▸ **JOB**:
Reproduce the records below line for line, changing nothing.

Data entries
■ ■ ■ ■

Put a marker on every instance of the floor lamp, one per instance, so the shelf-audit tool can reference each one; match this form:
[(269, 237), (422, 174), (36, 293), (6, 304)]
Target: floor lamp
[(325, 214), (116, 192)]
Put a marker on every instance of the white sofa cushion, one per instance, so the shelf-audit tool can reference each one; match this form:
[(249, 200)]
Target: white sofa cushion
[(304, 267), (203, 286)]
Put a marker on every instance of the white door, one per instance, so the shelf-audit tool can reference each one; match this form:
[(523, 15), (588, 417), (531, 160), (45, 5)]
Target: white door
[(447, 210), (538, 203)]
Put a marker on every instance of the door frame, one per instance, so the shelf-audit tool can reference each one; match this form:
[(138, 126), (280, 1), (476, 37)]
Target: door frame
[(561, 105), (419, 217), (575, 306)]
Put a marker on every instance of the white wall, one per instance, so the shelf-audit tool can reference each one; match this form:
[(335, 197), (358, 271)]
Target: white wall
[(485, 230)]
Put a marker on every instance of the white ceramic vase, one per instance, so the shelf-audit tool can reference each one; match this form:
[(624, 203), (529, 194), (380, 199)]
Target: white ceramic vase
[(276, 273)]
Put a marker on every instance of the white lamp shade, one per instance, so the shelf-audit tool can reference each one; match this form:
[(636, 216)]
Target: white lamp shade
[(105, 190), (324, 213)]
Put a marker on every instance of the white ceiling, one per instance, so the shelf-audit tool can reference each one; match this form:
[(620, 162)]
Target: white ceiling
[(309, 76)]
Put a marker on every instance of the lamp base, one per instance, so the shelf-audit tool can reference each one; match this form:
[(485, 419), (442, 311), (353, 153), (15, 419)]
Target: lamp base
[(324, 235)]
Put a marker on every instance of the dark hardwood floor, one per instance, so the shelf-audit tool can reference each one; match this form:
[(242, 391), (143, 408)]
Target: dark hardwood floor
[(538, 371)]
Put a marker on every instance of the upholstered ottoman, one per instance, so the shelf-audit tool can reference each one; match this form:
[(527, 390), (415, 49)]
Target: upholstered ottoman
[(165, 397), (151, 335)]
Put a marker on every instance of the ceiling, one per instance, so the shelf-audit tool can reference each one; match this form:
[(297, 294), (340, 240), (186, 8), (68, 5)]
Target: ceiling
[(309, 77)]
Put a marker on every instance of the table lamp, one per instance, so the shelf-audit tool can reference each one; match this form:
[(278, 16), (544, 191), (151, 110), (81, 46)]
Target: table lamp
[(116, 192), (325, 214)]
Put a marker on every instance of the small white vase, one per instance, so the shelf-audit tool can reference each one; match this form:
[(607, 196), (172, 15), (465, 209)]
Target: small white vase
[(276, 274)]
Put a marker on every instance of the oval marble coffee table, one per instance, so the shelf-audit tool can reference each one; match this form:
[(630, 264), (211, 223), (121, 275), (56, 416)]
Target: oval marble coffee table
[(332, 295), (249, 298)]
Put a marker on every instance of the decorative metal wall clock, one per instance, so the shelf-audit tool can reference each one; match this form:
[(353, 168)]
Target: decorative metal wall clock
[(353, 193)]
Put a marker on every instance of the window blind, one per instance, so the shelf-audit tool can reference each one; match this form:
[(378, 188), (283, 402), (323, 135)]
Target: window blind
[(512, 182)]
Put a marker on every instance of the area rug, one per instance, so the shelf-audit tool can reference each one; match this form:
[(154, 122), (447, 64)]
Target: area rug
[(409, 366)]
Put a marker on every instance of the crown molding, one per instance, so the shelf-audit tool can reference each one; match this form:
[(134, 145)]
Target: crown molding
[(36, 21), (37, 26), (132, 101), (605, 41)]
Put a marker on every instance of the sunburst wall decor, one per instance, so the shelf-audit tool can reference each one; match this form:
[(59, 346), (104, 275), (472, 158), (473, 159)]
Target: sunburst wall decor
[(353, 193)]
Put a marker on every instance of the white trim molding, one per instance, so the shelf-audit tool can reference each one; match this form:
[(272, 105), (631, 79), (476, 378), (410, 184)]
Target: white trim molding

■ ■ ■ ■

▸ **REPLY TO THE TASK**:
Put a marker on every instance of the floor lamp, one per instance, so the shelf-audit tool can reference each one; match this form:
[(269, 237), (422, 174), (36, 293), (6, 304)]
Target: floor lamp
[(325, 214), (116, 192)]
Put a marker on every instance of the white sofa cushion, one per instance, so the shelf-audit tool can reference each one; match this form:
[(249, 200)]
Target: white sofa cushion
[(304, 267), (203, 286)]
Put a marker on every instance of the white door, one per instance, so the shelf-audit tool can reference each one; match this form:
[(523, 15), (588, 417), (531, 160), (45, 5)]
Target: white door
[(447, 210), (538, 203)]
Put a marker on every instance of the door frame, one per instance, so the shelf-audit tool can reference each one; match this form:
[(138, 126), (280, 1), (476, 37)]
Target: door frame
[(561, 105), (419, 217), (575, 306)]
Put a marker on every instance of the white wall, one per instance, so the shelf-audit tool can reference each one; match this form:
[(335, 197), (358, 271)]
Target: white wall
[(485, 230)]
Put a marker on every instance of the white ceramic vase, one per instance, so the shelf-audit tool can reference each one; match this form:
[(624, 203), (529, 194), (380, 199)]
Target: white ceramic vase
[(276, 273)]
Put a marker on every instance of the white lamp shade, one per instance, so the shelf-audit tool can reference each one; match this form:
[(636, 216)]
Target: white lamp shade
[(105, 190), (324, 213)]
Put a marker on every instance of the white ceiling, one per instance, so the shelf-audit tool can reference each one; match this form:
[(620, 162)]
Target: white ceiling
[(309, 76)]
Put a marker on every instance of the lamp base, one per instance, so the shelf-audit tool can reference each one; match this form:
[(485, 419), (442, 311), (353, 153), (15, 419)]
Target: lamp base
[(324, 235)]
Put a marker on every instance of the dark hardwood floor, one per instance, so the shelf-audit tool can reference each one; match this form:
[(242, 391), (143, 408)]
Target: dark hardwood floor
[(538, 371)]
Put a marker on every instance of the upholstered ottoman, one per instance, so the shelf-audit tool can reference each one; match this form:
[(527, 390), (415, 49)]
Target: upholstered ottoman
[(165, 397), (151, 335)]
Put a marker on every instance of the ceiling, one per instance, so the shelf-audit tool can reference each one; match this form:
[(297, 294), (340, 240), (186, 8), (68, 5)]
Target: ceiling
[(309, 77)]
Put a marker on every instance of the table lamp, one per instance, so the shelf-audit tool can reference each one; match this form:
[(278, 16), (544, 191), (151, 110), (81, 46)]
Target: table lamp
[(116, 192), (325, 214)]
Put a marker on every instance of the small white vase, one per instance, so the shelf-audit tool can reference each one; match this form:
[(607, 196), (172, 15), (465, 209)]
Target: small white vase
[(276, 274)]
Put a marker on every instance of the oval marble coffee table, one per instance, so the shelf-audit tool can reference each one; match this form:
[(630, 264), (211, 223), (121, 275), (56, 416)]
Target: oval marble coffee table
[(332, 295), (249, 298)]
Put a marker on every instance of the decorative metal wall clock, one per instance, so the shelf-audit tool can reference each one; match this form:
[(353, 168)]
Target: decorative metal wall clock
[(353, 193)]
Put a marker on every instance of the window blind, one per instance, so the shelf-audit tool can reference each one; match this form:
[(378, 188), (283, 402), (323, 135)]
Target: window blind
[(512, 182)]
Put a marker on every instance of the area rug, one per instance, so the shelf-audit tool can reference each one; match this form:
[(154, 122), (447, 64)]
Target: area rug
[(409, 366)]
Put a marker on every instance of the crown molding, one per instance, so the shelf-audit tool can reference each one; match this form:
[(134, 145)]
Target: crown molding
[(36, 21), (37, 26), (132, 101), (605, 41)]
Put a marker on every instance of the sunburst wall decor, one per instance, so the shelf-audit tool can reference each one; match this form:
[(59, 346), (104, 275), (472, 158), (473, 159)]
Target: sunburst wall decor
[(353, 193)]
Put a marker on every instance of the white trim molding, one per instance, so the shelf-audit tool can reference each one; match this form:
[(272, 105), (631, 79), (476, 378), (410, 184)]
Target: white trim molding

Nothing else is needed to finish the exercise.